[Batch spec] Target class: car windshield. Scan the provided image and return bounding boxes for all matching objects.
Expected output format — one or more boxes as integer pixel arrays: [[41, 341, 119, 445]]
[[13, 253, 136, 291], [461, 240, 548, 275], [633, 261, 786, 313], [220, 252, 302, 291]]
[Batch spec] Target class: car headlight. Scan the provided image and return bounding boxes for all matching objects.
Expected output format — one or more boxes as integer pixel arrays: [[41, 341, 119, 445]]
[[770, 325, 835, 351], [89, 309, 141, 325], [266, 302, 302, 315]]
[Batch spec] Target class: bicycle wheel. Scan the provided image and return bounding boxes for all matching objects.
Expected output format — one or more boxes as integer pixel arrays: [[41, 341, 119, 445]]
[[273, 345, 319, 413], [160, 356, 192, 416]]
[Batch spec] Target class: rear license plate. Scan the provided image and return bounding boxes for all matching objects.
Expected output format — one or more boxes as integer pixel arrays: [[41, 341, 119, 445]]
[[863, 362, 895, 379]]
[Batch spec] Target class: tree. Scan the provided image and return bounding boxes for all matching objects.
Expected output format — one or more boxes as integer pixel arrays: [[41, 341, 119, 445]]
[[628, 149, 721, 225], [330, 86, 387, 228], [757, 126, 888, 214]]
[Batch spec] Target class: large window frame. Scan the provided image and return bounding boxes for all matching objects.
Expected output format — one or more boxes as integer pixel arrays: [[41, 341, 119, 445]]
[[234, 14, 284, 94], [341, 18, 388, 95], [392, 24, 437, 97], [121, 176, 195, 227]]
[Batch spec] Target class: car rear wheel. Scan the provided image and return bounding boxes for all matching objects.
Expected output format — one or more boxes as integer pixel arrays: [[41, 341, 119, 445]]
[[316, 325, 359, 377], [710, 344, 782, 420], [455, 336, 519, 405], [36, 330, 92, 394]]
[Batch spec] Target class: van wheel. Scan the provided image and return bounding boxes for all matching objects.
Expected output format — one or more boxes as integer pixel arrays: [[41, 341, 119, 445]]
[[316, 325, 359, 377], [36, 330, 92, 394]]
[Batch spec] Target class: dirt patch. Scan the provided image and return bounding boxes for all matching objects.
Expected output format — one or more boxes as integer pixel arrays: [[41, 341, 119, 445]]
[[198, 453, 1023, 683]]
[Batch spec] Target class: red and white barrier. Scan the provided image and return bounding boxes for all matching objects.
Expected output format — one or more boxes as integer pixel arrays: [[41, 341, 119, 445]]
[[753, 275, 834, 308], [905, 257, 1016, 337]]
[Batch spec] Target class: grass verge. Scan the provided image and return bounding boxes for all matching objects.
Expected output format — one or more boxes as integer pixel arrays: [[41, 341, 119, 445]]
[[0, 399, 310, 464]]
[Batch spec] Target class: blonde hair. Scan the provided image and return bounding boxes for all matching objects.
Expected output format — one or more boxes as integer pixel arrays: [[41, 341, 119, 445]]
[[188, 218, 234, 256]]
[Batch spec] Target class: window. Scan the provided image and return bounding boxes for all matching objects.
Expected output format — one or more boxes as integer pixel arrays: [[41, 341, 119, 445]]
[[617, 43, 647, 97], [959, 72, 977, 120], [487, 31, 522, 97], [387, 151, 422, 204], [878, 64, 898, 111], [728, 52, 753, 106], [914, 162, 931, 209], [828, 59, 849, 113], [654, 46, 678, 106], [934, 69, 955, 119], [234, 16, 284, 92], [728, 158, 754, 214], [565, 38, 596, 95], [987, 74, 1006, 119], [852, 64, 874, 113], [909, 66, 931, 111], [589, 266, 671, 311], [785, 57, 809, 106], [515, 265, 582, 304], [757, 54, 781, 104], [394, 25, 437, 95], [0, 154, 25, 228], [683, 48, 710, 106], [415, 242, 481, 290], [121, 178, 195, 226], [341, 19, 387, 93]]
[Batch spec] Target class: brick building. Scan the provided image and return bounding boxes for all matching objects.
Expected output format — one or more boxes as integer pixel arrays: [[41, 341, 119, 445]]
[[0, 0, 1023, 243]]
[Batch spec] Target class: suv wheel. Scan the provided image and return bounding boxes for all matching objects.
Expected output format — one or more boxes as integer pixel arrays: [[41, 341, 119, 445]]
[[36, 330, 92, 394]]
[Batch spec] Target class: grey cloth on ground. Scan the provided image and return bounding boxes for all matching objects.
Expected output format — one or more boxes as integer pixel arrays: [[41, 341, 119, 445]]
--
### INSTRUCTIONS FOR THE TASK
Render every line of the data above as a JSON array of strings, one string per line, with blank lines omitted.

### FULL ANSWER
[
  "[Batch spec] Target class: car windshield. Scan the provided image and return bounding boxes for all matching objects.",
  "Expected output format — one or more boxes as integer pixel arrays: [[41, 341, 119, 445]]",
  "[[13, 253, 136, 291], [461, 240, 548, 275], [633, 261, 786, 313], [220, 252, 302, 291]]",
  "[Batch spec] Target class: car headlight. Scan the provided image and return bounding boxes for all matching objects.",
  "Expected output format — one or more boxes as integer pixel arrays: [[41, 341, 119, 445]]",
  "[[770, 325, 835, 351], [89, 309, 141, 325], [266, 302, 302, 315]]",
  "[Batch spec] Target class: bicycle wheel. Scan the provided image and return bounding boxes for all matching objects.",
  "Expected output format — one or more boxes as integer pixel arrays: [[41, 341, 119, 445]]",
  "[[273, 345, 319, 413], [160, 356, 192, 416]]",
  "[Batch spec] Target class: rear license plate. Scan the provided image and return bounding boxes for all matching objects.",
  "Expected output format — one or more boxes as integer pixel arrays: [[41, 341, 119, 445]]",
  "[[863, 362, 895, 379]]",
  "[Batch spec] Target class: tree. Scan the provided image and return bounding boxes for all matching objects.",
  "Expected output format — one or more boxes as integer pixel arrays: [[41, 341, 119, 445]]",
  "[[628, 149, 721, 225], [330, 86, 387, 228], [757, 126, 888, 214]]",
  "[Batch spec] Target class: large window frame. Scan the provided image and return bounding boxes for all matching objects.",
  "Expected output format — one or more boxes as integer pixel arrays: [[41, 341, 119, 445]]",
  "[[234, 14, 284, 94], [341, 18, 388, 95], [392, 24, 437, 97], [121, 176, 195, 227]]",
  "[Batch spec] Target class: car rear wheel. Scan the provided image and return bounding boxes for all matching objects.",
  "Expected output format — one or more boxes as integer pixel arrays: [[41, 341, 119, 445]]",
  "[[316, 325, 359, 377], [710, 344, 782, 420], [455, 336, 519, 405], [36, 330, 92, 394]]",
  "[Batch spec] Target class: van wheel. Scan the provided image and return bounding boxes for all matching objects.",
  "Expected output format — one or more boxes as integer pixel arrays: [[41, 341, 119, 445]]",
  "[[316, 325, 359, 377], [36, 330, 92, 394]]",
  "[Batch spec] Target class: dirt patch. Scan the provided image and return bounding boxes for all matching objects.",
  "Expected output format — one or more boxes as integer pixel arrays: [[41, 341, 119, 445]]",
  "[[198, 453, 1023, 683]]",
  "[Batch spec] Target class: red and white barrier. Scan the provided image and return bounding boxes for all matching objects.",
  "Expected output format — one or more boxes as integer pixel arrays: [[41, 341, 119, 445]]",
  "[[753, 275, 834, 308], [905, 257, 1016, 337]]",
  "[Batch spec] Target class: grass verge. Scan the provided image and return bounding boxes for all matching objects.",
  "Expected output format — one or more boxes as integer pixel arrays: [[41, 341, 119, 445]]",
  "[[0, 399, 310, 464]]",
  "[Batch spec] Target class: blonde hair. Scan the provided image and return bounding boxes for all matching objects.",
  "Expected output format — one or more boxes as integer pixel arrays: [[41, 341, 119, 445]]",
  "[[188, 218, 234, 256]]",
  "[Batch spec] Target class: window. Scan the provided image and return bounding boxes for all matching objects.",
  "Expected output format — one or more boxes as integer pixel arrays: [[41, 341, 119, 445]]",
  "[[617, 43, 647, 97], [959, 72, 977, 120], [487, 31, 522, 97], [387, 151, 422, 204], [878, 64, 898, 111], [728, 52, 753, 106], [914, 162, 931, 209], [828, 59, 849, 113], [654, 46, 678, 106], [934, 69, 955, 119], [234, 16, 284, 92], [728, 158, 754, 214], [565, 38, 596, 95], [987, 74, 1006, 119], [852, 64, 874, 113], [909, 66, 931, 111], [589, 266, 671, 311], [785, 57, 809, 106], [515, 265, 582, 304], [757, 54, 781, 104], [394, 25, 437, 95], [0, 154, 25, 228], [683, 48, 710, 106], [415, 242, 481, 290], [121, 178, 195, 226], [341, 19, 387, 93]]",
  "[Batch spec] Target class: brick building. Scan the provided image and return bounding boxes for all matching objects.",
  "Expected output format — one or more boxes as integer pixel arrays: [[41, 341, 119, 445]]",
  "[[0, 0, 1023, 243]]",
  "[Batch spec] Target class: suv wheel. Scan the provided image and return bounding boxes for all matching objects.",
  "Expected output format — one or more boxes as integer pixel arrays: [[41, 341, 119, 445]]",
  "[[36, 330, 92, 394]]",
  "[Batch spec] Target class: grey cloth on ground. Scan the provided image and return bounding boxes for all matching objects.",
  "Expected output format — one or more boxes as integer pixel arrays: [[41, 341, 119, 445]]"
]